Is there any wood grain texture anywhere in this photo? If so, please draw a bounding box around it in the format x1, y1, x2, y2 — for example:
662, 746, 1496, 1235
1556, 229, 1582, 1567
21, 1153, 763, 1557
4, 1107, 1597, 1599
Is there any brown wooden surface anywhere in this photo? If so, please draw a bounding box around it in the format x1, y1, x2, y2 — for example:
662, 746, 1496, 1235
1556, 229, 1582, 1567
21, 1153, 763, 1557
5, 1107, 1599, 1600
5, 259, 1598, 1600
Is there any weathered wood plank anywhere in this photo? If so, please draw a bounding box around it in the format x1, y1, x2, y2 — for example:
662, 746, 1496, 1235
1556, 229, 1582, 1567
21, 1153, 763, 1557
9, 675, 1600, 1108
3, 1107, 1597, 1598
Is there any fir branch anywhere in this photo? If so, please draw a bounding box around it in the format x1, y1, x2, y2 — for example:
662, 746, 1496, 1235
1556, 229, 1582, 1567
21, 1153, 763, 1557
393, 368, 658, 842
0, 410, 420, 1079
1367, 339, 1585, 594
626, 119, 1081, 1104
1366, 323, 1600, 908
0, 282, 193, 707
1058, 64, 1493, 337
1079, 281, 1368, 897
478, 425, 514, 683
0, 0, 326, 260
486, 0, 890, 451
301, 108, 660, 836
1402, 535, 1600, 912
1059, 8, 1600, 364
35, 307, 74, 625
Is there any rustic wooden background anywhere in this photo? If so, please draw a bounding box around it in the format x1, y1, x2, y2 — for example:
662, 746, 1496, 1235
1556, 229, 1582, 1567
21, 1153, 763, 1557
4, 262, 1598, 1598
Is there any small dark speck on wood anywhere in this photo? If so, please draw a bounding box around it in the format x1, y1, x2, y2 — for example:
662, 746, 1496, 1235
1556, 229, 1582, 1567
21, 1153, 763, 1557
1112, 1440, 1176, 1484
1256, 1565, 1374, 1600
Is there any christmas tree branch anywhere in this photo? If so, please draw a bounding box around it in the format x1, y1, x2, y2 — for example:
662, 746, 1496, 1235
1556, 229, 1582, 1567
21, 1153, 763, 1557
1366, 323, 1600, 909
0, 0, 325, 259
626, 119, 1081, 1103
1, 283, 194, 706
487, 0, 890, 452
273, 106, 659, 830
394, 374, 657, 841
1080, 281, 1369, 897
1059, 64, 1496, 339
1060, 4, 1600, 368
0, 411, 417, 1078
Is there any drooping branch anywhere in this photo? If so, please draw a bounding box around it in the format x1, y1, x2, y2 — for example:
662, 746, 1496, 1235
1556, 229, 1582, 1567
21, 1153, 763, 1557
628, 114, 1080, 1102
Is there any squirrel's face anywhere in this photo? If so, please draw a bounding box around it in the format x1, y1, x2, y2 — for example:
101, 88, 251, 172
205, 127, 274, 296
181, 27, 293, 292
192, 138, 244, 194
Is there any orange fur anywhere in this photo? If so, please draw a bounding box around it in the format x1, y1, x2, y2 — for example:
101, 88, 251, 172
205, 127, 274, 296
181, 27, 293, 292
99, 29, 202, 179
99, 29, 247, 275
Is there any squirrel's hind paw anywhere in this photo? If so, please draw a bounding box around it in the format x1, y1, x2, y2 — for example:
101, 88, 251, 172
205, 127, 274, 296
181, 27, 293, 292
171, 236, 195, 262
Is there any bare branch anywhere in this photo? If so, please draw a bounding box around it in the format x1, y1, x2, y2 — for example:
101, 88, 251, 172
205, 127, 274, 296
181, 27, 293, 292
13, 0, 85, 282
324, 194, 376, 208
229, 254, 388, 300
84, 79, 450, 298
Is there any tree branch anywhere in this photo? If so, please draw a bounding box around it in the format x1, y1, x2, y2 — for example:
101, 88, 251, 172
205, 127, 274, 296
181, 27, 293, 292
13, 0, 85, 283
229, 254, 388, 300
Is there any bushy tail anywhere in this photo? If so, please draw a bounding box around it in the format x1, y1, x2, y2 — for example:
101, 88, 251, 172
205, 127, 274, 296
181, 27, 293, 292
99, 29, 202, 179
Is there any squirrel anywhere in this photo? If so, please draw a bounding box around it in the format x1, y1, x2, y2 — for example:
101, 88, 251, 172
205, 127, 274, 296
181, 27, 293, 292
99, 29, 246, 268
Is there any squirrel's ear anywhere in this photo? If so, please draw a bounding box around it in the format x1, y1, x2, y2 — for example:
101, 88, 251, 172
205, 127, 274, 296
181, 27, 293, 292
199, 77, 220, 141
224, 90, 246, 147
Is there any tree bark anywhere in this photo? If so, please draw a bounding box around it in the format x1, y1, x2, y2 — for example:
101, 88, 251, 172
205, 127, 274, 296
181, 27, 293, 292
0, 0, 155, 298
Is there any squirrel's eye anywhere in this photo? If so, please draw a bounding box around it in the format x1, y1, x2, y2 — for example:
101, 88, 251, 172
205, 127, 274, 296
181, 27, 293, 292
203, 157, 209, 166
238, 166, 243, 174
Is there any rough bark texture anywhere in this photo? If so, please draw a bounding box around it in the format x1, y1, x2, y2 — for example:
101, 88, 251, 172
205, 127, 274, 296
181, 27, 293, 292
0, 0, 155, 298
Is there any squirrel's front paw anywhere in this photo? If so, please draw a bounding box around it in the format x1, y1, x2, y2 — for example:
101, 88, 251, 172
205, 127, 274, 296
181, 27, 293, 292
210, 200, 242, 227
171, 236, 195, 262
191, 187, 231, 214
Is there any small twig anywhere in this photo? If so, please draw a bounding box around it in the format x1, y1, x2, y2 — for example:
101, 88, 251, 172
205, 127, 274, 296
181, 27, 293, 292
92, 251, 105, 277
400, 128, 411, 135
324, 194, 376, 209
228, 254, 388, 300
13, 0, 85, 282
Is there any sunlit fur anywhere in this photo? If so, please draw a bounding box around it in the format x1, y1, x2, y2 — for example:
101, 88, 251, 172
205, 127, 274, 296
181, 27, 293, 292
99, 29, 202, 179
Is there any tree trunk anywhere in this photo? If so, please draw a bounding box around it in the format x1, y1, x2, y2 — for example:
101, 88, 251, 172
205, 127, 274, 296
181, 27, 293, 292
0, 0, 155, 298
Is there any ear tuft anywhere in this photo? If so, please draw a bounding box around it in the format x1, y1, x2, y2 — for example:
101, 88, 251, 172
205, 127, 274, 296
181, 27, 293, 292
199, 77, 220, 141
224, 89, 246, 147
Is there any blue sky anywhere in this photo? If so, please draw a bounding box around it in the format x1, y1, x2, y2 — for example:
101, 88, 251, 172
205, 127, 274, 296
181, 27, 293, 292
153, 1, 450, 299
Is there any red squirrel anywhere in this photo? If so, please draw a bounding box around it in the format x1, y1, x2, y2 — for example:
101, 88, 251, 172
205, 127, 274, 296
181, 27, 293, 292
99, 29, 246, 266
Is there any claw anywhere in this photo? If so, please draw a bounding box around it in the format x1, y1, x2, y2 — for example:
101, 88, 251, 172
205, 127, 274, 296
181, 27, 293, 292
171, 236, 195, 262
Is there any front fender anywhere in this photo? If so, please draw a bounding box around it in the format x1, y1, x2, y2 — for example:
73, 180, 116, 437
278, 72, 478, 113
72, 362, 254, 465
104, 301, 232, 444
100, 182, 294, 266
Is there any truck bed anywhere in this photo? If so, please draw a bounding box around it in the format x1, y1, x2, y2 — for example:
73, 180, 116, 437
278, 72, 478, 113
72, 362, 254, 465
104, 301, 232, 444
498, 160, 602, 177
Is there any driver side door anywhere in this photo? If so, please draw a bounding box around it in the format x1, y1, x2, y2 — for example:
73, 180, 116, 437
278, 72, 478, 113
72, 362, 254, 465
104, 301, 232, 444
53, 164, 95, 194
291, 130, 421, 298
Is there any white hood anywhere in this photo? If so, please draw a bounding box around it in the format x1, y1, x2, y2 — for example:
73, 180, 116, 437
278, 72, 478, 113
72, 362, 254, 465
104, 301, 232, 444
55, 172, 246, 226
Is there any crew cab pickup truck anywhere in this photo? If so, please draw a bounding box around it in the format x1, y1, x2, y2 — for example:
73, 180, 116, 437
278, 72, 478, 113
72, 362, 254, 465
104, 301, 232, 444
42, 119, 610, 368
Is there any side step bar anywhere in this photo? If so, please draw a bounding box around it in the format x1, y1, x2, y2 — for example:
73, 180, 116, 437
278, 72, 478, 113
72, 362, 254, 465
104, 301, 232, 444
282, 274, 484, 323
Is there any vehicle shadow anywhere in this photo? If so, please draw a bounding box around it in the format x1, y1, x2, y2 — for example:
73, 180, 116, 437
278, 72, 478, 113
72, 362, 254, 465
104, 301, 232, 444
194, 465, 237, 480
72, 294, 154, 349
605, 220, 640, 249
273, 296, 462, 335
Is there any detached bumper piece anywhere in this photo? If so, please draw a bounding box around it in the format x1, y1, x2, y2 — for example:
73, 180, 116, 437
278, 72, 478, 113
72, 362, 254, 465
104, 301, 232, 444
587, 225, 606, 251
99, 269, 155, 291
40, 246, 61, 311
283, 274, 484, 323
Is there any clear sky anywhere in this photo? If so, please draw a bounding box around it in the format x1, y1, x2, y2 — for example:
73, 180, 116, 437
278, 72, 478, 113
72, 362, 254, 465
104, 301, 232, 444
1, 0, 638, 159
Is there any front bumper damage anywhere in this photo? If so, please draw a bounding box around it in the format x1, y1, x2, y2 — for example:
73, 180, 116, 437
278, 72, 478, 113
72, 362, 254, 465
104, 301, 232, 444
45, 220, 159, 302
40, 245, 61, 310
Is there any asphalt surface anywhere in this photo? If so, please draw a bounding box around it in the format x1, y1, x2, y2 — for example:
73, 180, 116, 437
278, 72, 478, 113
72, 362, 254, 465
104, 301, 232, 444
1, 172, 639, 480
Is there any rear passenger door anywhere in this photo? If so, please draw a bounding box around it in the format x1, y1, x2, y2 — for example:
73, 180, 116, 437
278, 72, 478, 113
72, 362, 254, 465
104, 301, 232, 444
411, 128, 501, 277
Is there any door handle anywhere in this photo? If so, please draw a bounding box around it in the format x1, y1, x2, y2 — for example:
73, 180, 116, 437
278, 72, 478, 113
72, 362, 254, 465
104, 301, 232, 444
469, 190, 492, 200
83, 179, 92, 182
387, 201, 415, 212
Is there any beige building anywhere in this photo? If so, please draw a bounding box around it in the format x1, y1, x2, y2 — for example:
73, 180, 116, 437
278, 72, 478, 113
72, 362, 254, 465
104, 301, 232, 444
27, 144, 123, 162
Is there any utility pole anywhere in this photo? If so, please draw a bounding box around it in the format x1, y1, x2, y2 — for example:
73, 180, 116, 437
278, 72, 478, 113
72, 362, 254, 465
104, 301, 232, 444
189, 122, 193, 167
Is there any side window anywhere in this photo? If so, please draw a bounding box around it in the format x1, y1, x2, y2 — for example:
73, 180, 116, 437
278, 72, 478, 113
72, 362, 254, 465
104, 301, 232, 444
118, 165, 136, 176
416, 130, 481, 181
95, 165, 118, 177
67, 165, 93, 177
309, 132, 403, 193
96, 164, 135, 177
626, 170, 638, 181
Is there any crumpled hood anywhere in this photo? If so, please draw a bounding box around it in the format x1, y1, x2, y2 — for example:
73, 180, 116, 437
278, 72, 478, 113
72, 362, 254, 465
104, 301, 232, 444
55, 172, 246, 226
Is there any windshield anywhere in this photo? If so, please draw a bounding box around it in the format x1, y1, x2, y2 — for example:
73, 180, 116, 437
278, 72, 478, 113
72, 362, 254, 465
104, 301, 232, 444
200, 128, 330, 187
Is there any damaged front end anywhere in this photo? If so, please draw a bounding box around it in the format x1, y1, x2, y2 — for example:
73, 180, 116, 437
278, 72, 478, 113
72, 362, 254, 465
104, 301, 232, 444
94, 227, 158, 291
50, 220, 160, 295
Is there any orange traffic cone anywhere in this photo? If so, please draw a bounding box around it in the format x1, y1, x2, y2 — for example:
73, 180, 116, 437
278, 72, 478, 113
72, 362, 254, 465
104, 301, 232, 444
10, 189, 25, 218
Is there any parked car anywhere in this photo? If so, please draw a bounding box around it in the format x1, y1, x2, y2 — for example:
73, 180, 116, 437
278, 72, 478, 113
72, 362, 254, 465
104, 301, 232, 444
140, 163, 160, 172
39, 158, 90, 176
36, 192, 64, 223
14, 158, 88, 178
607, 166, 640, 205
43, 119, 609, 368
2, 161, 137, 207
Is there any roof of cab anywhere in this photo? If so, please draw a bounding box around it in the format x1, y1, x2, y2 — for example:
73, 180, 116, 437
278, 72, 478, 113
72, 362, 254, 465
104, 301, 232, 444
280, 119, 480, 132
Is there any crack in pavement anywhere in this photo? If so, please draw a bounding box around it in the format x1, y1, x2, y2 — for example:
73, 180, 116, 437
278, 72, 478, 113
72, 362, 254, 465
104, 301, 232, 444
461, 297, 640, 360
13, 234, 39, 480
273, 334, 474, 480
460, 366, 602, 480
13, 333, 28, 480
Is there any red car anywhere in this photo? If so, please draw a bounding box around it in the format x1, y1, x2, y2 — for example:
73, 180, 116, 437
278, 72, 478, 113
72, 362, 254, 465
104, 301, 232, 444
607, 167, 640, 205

----

For the records above, state the number of lines that contain "orange", and provide nothing further.

2